Requirement. Each entry below should be restated word for word, without any picture it contains.

Exercise material.
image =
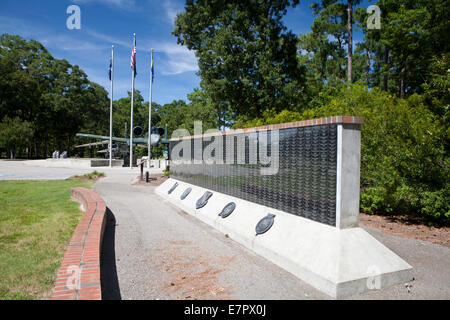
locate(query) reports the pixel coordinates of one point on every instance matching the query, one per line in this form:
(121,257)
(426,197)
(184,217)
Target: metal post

Written response.
image =
locate(query) reports the pixel coordinates of one point on every instance matching the query, one per line in this form:
(121,257)
(426,197)
(184,217)
Target: metal post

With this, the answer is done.